╭─ Dataset records

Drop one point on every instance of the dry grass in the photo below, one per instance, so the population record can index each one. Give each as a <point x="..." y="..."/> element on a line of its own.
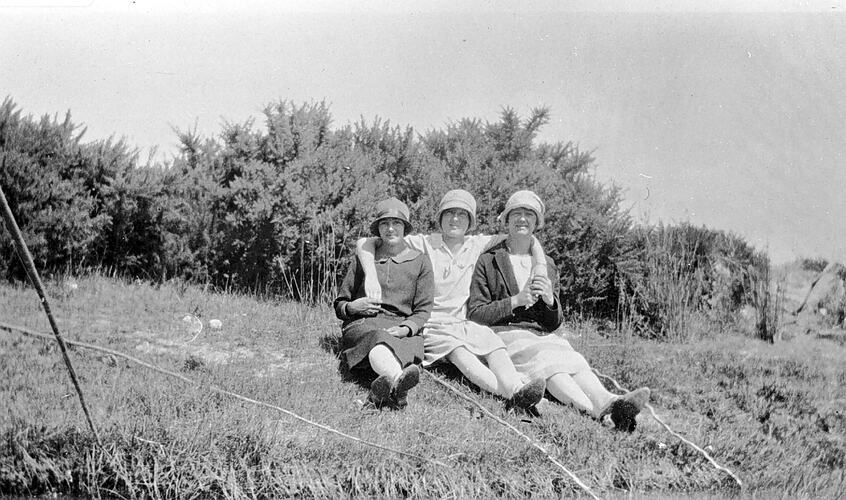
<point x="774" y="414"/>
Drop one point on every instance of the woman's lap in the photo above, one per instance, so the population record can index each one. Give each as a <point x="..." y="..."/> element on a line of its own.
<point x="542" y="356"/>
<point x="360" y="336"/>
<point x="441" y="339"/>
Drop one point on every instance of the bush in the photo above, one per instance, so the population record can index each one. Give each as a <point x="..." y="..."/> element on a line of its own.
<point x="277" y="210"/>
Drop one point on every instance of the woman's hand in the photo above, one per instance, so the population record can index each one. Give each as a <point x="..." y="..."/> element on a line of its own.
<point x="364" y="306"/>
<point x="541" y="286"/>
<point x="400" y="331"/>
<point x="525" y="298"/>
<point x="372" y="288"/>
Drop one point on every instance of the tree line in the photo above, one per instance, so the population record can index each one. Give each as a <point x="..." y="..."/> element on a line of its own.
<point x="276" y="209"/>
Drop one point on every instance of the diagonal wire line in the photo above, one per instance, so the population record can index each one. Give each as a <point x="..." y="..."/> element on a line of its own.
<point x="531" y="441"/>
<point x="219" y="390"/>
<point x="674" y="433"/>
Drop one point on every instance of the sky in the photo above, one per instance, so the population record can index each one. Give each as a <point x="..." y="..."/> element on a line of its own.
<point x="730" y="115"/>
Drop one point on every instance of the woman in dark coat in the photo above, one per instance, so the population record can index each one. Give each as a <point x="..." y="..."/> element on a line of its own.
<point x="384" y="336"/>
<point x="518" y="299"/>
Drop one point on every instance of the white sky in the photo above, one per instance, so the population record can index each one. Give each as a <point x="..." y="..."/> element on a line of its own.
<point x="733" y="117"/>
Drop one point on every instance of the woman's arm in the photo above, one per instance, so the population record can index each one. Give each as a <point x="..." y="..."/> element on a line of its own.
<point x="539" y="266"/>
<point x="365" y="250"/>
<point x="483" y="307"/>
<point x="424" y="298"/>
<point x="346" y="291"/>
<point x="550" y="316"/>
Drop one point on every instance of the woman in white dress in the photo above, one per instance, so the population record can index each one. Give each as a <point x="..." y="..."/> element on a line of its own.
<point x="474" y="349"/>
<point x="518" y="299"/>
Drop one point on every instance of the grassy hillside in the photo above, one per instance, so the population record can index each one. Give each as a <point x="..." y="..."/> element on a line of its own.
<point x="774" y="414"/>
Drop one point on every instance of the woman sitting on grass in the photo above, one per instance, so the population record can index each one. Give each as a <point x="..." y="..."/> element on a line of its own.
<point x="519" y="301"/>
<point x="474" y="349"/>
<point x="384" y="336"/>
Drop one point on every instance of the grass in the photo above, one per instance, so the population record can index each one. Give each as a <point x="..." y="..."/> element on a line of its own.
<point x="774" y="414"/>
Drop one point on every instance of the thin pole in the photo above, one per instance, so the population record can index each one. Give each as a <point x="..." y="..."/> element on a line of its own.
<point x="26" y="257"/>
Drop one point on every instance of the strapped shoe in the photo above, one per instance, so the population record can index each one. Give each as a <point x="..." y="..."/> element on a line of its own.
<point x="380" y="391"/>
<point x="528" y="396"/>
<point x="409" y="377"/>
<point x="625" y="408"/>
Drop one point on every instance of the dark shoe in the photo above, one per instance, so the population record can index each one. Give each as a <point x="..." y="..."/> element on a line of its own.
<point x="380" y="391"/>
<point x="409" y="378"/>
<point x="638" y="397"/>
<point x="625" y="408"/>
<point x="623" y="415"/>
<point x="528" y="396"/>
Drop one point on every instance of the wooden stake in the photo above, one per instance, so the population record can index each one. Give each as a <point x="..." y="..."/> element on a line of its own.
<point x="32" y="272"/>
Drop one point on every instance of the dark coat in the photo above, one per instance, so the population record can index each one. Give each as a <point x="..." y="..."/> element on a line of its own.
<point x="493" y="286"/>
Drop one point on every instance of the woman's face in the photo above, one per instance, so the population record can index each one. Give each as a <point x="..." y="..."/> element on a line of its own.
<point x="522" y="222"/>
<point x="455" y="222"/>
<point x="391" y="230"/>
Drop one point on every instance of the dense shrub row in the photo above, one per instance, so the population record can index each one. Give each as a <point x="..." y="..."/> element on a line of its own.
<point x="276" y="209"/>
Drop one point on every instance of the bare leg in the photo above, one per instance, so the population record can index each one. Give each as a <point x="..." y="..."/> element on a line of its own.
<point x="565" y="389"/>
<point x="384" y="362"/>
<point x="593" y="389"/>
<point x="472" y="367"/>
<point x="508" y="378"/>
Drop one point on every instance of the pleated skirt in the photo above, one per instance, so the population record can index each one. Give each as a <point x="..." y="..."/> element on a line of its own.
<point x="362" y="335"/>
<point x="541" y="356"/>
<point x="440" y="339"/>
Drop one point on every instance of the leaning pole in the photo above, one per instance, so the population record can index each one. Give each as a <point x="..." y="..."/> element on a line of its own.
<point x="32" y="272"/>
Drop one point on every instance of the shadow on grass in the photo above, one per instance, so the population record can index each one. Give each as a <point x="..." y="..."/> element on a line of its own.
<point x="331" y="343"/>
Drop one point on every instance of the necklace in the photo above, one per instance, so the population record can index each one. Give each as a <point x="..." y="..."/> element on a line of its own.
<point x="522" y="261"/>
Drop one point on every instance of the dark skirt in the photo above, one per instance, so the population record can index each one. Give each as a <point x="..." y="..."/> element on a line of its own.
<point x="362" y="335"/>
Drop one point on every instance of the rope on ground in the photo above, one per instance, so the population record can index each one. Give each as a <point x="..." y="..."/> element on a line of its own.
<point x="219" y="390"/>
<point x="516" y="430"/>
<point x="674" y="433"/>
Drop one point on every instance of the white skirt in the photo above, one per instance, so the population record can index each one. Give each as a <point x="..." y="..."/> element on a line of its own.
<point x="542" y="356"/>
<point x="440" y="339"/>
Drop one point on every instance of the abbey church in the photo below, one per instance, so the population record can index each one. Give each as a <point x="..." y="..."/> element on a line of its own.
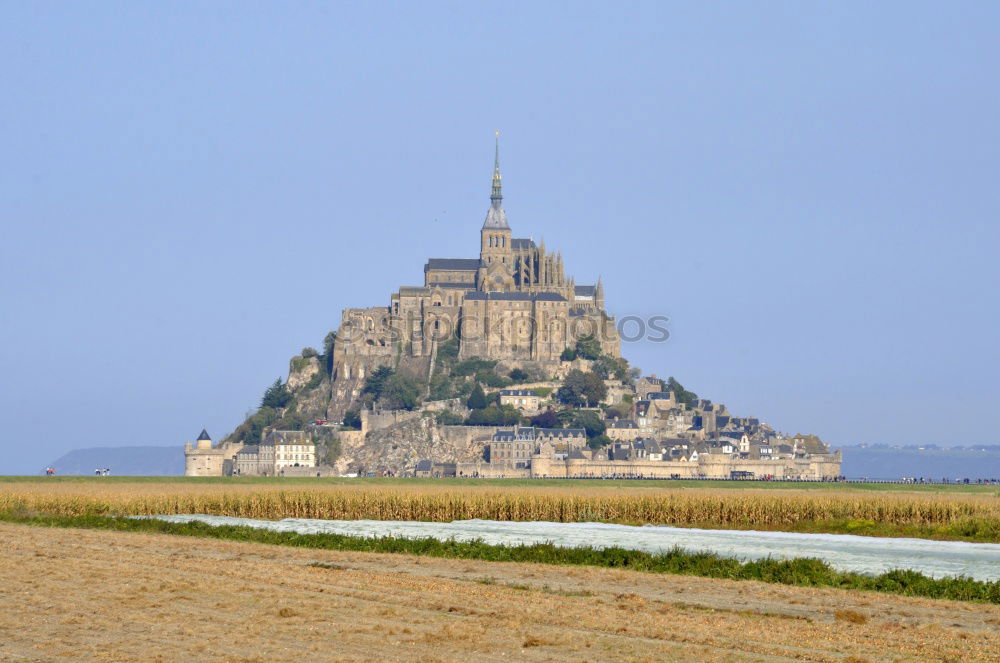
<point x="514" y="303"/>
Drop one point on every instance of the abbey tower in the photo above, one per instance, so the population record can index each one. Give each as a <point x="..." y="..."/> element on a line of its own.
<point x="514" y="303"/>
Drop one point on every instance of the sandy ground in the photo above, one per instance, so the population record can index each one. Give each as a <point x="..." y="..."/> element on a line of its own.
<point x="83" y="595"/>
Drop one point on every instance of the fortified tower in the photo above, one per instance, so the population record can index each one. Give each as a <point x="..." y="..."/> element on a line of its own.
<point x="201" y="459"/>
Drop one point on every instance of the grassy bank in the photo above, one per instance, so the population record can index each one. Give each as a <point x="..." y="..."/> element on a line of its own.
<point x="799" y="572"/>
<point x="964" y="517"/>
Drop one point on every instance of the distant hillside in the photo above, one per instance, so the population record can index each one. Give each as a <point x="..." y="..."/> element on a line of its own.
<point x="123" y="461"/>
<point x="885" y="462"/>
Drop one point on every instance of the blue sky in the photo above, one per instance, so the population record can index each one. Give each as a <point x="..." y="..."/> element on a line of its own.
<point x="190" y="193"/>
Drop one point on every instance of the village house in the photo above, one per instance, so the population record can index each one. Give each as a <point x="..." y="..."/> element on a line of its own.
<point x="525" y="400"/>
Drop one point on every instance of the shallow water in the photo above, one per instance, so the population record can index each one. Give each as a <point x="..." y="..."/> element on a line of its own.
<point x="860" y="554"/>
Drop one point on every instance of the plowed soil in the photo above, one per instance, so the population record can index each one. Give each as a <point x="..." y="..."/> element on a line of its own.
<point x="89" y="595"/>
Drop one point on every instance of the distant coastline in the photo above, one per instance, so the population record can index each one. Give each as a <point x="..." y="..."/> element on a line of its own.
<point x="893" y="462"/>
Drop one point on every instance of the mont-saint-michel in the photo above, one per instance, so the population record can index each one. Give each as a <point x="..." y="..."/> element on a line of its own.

╰─
╭─ Dataset records

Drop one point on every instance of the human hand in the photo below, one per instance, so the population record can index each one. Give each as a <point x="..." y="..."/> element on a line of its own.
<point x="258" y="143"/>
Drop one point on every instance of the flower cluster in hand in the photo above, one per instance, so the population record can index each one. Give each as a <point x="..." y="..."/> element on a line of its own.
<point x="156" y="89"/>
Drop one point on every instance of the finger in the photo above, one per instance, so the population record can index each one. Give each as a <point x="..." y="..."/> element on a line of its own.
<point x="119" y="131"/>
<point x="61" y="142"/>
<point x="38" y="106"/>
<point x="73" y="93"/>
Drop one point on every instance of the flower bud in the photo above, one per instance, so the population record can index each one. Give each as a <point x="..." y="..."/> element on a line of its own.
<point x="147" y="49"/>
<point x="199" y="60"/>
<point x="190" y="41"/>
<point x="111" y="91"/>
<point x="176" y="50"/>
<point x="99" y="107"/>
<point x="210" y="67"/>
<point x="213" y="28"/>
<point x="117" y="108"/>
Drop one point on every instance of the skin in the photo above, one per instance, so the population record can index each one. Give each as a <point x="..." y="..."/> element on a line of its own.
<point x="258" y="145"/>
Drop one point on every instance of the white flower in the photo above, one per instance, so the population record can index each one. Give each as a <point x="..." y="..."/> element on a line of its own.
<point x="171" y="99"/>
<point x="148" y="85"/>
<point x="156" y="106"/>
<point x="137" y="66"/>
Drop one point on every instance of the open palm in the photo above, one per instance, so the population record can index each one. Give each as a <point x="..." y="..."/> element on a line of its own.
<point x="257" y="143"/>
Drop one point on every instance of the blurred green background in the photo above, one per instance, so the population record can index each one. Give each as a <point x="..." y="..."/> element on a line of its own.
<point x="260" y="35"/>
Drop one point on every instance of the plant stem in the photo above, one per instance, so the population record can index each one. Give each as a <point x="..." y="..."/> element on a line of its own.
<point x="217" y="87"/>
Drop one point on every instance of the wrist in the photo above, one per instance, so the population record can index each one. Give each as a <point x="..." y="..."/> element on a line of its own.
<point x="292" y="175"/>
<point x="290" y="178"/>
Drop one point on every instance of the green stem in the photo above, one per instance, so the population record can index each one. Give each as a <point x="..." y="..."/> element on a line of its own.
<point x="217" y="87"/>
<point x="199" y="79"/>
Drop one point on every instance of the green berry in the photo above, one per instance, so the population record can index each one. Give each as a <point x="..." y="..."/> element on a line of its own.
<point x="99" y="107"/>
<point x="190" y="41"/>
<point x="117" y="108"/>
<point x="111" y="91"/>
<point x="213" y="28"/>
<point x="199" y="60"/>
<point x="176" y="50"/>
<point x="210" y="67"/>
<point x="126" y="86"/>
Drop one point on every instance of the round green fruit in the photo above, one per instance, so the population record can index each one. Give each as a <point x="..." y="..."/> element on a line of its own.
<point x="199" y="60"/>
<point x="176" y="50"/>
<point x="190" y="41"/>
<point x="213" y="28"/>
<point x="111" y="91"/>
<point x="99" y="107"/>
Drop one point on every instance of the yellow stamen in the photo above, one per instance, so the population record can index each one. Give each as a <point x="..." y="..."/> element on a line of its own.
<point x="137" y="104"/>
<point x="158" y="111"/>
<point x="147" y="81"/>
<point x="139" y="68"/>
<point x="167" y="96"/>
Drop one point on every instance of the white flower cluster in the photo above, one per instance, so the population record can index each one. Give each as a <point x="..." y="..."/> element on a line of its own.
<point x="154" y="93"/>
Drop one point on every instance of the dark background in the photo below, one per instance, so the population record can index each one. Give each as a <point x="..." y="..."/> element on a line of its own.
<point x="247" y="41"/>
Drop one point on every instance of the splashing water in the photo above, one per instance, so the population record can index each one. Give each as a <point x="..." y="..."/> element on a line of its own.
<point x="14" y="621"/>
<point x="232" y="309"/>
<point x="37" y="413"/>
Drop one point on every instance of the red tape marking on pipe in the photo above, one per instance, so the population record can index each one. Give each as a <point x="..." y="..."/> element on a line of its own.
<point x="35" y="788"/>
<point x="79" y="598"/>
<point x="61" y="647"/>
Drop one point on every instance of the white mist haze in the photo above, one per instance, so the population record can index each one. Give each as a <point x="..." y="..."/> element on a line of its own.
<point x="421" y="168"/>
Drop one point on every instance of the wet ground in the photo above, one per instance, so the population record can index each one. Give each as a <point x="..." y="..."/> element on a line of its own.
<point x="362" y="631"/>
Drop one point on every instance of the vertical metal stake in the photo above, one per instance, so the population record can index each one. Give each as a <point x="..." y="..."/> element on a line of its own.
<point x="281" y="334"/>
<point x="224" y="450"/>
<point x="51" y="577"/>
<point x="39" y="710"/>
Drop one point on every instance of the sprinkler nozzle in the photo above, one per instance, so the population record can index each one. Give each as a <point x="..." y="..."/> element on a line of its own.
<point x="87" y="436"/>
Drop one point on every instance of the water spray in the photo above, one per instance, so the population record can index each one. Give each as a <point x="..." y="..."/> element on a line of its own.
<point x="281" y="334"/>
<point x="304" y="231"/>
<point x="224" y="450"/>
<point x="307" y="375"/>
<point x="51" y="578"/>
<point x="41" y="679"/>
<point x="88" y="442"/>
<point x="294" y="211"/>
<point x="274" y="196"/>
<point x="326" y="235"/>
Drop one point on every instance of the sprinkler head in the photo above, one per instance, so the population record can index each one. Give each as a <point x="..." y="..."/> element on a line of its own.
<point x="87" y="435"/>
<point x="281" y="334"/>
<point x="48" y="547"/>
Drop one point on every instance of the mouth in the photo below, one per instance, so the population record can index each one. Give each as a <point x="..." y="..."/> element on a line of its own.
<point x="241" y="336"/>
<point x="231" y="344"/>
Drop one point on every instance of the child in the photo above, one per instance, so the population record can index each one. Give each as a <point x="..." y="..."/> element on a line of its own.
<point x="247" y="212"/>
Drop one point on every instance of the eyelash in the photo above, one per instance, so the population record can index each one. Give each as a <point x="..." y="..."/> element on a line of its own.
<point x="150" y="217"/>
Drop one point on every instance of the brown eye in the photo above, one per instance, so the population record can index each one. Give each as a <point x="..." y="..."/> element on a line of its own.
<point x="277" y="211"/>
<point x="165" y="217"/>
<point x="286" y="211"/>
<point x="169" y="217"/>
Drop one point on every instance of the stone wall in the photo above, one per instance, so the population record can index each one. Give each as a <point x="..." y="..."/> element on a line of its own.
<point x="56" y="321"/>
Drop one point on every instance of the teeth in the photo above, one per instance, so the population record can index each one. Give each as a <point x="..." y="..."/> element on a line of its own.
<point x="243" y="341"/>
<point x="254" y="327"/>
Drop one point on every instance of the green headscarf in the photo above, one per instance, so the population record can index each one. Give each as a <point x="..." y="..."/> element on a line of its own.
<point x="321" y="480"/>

╰─

Count how many lines of the material above contain the string "stake", treating uppercase and lowercase as different, and reply with the number alone.

2